* **Action item**:
Using the data that follows, return exactly the lines from the one that contains "TARGET = covered patio" through the one that contains "TARGET = concrete patio slab", ends included.

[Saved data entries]
────────────────────────────────────────
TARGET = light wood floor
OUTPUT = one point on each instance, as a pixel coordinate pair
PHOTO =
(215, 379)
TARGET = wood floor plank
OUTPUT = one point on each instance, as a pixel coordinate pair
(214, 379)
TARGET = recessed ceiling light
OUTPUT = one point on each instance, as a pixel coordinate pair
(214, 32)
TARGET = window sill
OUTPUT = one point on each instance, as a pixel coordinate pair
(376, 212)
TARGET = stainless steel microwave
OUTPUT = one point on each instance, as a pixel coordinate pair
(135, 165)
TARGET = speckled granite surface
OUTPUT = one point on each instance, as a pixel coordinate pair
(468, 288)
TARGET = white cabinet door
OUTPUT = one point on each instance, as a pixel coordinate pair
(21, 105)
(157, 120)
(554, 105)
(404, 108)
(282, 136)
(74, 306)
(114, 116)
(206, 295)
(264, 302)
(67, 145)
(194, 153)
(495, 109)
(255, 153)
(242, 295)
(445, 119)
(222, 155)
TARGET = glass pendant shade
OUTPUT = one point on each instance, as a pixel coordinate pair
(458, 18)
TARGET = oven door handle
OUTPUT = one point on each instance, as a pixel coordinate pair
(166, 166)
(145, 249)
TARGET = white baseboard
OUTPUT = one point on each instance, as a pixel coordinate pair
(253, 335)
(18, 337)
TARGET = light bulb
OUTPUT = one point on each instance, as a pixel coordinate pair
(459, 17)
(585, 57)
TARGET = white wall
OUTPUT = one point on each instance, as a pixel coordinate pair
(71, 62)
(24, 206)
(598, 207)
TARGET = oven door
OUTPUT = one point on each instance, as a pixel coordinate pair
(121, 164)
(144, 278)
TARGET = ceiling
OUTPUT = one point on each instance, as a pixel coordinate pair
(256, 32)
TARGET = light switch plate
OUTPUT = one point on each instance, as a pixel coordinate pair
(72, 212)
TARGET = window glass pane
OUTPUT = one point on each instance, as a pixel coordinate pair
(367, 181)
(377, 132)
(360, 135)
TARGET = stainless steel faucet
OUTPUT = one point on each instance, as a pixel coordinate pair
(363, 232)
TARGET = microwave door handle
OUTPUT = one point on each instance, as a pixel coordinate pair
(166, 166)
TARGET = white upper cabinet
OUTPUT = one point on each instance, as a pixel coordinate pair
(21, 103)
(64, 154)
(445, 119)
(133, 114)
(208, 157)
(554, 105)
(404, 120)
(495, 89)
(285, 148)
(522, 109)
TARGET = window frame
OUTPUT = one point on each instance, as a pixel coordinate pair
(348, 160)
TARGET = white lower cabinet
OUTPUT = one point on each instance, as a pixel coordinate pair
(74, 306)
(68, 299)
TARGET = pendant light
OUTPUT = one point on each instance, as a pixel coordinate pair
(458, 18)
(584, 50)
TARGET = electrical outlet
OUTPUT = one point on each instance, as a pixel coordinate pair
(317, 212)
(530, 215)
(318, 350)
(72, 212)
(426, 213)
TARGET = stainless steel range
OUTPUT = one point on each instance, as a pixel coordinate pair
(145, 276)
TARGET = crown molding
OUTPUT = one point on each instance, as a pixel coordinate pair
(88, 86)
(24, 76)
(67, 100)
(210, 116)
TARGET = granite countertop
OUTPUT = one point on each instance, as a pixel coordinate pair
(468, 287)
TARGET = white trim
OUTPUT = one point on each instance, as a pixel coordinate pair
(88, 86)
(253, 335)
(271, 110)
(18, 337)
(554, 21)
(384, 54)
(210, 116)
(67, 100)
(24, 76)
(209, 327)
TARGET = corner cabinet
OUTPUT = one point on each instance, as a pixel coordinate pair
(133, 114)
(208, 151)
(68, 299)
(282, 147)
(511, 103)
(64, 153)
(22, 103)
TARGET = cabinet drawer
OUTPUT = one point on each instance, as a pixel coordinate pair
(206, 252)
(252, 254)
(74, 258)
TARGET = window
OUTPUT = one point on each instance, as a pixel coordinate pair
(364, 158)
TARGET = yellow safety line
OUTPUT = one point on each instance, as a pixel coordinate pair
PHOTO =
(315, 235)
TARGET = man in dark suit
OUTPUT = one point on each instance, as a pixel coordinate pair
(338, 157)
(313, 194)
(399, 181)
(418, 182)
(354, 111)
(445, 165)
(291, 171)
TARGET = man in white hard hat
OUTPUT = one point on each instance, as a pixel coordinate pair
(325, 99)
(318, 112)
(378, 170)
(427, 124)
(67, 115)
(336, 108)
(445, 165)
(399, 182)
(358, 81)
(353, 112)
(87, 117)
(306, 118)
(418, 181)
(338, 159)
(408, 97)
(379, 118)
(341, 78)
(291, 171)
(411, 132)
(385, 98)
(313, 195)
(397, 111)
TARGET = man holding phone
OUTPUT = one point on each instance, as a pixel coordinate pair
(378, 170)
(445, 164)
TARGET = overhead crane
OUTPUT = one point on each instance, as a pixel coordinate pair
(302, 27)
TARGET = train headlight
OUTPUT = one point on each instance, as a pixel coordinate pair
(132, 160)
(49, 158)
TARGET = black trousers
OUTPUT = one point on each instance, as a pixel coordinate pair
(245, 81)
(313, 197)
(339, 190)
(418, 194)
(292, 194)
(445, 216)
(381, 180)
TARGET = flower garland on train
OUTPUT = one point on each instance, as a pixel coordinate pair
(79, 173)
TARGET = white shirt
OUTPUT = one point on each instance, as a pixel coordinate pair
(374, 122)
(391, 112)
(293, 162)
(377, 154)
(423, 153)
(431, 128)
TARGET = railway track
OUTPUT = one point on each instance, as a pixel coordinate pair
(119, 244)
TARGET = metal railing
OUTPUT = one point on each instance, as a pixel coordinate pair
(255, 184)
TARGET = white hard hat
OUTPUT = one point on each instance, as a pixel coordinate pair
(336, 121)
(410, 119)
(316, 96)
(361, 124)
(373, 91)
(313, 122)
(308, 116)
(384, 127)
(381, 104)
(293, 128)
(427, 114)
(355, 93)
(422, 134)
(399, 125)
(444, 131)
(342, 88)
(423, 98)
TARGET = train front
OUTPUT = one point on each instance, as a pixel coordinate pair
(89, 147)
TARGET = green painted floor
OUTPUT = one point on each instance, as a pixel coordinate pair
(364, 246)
────────────────────────────────────────
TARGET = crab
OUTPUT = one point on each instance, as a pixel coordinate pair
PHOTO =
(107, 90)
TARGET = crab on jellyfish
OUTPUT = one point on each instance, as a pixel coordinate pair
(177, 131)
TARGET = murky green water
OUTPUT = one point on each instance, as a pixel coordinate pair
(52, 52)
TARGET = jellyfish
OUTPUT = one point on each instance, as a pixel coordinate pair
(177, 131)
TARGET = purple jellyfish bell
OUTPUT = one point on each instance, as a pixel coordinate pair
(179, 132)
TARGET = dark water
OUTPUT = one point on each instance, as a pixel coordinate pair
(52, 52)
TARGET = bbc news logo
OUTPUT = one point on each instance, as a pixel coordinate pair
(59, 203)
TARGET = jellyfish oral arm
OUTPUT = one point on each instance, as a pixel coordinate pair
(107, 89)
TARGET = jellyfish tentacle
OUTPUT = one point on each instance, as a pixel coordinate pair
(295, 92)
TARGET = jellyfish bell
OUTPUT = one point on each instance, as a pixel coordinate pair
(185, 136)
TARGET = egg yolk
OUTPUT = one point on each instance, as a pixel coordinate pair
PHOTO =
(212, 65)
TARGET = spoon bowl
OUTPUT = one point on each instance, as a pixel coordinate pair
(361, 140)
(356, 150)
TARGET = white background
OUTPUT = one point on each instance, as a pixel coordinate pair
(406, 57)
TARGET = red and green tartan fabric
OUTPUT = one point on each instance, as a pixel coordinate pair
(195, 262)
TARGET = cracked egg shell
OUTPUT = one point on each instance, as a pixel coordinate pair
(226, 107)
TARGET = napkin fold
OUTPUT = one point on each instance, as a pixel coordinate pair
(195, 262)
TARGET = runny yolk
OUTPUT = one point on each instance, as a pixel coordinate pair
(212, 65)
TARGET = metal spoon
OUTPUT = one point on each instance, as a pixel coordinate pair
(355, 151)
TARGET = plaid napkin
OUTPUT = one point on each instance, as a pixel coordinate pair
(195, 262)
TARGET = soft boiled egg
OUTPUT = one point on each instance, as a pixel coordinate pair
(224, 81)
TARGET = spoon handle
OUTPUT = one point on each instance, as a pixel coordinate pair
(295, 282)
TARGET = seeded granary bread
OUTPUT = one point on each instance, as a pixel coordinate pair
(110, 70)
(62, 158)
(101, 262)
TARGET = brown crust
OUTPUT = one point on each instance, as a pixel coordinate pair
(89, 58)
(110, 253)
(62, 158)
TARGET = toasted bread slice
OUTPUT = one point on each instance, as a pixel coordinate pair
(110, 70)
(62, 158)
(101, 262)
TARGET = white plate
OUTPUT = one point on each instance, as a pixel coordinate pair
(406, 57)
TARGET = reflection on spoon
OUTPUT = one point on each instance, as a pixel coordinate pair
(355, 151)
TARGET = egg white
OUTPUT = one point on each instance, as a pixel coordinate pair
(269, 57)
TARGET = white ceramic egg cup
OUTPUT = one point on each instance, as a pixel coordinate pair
────────────────────────────────────────
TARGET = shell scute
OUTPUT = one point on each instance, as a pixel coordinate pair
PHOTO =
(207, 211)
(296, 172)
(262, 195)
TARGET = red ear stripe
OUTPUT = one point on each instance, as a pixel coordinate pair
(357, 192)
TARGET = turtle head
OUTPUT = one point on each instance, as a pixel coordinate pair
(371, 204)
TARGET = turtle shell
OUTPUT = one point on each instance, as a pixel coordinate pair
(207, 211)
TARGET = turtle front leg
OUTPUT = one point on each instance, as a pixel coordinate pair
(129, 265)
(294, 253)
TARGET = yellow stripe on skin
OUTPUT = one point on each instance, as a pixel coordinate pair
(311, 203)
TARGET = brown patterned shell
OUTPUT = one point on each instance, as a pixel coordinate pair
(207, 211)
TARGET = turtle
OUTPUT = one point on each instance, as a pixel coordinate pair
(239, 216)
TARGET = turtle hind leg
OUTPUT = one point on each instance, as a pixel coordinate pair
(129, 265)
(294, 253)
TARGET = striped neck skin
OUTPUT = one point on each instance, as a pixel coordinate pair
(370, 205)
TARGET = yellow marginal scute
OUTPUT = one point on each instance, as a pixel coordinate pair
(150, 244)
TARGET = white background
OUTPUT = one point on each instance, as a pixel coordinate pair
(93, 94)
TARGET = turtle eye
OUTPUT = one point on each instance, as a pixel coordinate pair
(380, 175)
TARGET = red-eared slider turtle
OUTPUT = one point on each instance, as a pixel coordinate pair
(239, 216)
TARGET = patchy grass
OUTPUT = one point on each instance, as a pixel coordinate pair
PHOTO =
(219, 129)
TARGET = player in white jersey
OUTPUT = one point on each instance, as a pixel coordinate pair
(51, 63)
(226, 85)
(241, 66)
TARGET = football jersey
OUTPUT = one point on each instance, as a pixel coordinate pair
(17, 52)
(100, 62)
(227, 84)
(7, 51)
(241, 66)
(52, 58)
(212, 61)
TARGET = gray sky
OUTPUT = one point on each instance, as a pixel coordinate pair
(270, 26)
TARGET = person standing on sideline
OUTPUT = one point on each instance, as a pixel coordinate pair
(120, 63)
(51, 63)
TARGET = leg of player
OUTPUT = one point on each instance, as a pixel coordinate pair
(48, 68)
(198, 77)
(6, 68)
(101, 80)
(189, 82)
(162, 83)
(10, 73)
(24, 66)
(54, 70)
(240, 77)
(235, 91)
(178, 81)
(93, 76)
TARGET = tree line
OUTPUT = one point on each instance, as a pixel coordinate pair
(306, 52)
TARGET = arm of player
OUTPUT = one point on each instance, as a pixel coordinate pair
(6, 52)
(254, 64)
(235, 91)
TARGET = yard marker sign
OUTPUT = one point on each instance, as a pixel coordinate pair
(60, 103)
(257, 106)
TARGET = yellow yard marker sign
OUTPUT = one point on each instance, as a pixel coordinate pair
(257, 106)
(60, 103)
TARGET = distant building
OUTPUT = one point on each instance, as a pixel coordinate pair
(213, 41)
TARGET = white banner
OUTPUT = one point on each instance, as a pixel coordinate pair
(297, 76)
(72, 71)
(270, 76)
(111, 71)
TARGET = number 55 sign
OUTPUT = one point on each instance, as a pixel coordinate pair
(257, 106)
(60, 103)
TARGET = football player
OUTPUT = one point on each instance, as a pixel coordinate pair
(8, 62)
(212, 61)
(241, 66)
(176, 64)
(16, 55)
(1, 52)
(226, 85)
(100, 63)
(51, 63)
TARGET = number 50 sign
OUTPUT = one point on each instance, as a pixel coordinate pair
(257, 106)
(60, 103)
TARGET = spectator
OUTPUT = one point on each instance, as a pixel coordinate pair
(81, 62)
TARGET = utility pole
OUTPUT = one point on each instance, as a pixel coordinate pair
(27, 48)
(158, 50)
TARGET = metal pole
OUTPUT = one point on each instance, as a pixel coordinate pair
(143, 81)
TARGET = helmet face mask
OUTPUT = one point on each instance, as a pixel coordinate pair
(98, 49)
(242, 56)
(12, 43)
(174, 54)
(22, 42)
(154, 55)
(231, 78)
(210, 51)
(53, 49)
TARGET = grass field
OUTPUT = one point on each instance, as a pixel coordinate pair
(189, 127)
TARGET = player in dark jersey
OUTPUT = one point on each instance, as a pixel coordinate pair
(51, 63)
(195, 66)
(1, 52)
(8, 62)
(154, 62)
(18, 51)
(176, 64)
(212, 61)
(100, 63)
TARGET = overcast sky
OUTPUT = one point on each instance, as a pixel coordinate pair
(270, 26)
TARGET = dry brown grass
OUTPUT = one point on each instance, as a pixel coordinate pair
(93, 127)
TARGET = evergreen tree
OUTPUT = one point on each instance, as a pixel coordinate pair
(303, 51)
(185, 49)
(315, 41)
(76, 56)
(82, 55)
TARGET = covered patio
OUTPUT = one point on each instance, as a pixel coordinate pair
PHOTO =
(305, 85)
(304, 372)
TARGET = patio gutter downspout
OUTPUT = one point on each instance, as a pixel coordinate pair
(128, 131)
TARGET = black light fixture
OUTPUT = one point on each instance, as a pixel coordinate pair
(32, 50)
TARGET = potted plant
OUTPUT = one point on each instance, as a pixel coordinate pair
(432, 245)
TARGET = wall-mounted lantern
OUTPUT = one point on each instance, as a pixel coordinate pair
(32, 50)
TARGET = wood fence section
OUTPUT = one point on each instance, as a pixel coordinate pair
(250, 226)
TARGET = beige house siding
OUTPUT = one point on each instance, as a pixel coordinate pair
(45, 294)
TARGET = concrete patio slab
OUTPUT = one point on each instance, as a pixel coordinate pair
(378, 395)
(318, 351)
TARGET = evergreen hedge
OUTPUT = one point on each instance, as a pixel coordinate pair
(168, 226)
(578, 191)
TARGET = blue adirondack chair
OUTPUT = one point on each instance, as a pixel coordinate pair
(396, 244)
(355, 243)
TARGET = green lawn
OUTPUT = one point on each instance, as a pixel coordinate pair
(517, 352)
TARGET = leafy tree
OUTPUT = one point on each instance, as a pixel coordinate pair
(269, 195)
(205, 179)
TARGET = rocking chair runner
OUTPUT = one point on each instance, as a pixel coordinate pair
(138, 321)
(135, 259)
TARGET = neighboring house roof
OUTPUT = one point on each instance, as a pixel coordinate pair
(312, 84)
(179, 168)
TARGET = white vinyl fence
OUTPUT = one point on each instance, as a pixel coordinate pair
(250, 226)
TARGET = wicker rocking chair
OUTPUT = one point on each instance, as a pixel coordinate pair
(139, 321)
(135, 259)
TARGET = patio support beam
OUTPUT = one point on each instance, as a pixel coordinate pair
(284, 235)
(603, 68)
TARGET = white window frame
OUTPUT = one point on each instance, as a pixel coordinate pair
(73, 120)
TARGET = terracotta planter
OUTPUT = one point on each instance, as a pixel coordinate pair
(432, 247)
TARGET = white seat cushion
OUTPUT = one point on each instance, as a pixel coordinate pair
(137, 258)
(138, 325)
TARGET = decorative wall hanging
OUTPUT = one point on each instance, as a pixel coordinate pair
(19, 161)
────────────────────────────────────────
* **Completed exercise**:
TARGET = covered patio
OUTPUT = one point on each instance, as a pixel coordinate pair
PHOTO =
(305, 85)
(304, 372)
TARGET = patio gutter downspout
OUTPUT = one point on each instance, as a pixel coordinate pair
(128, 131)
TARGET = black light fixture
OUTPUT = one point on each instance, as a pixel coordinate pair
(32, 50)
TARGET = potted plant
OUTPUT = one point on each instance, as a pixel coordinate pair
(432, 245)
TARGET = wall-mounted lantern
OUTPUT = one point on each instance, as a pixel coordinate pair
(32, 50)
TARGET = wood fence section
OUTPUT = one point on each instance, as a pixel coordinate pair
(250, 226)
TARGET = beige house siding
OUTPUT = one point on each instance, as a pixel coordinate pair
(45, 294)
TARGET = concrete patio slab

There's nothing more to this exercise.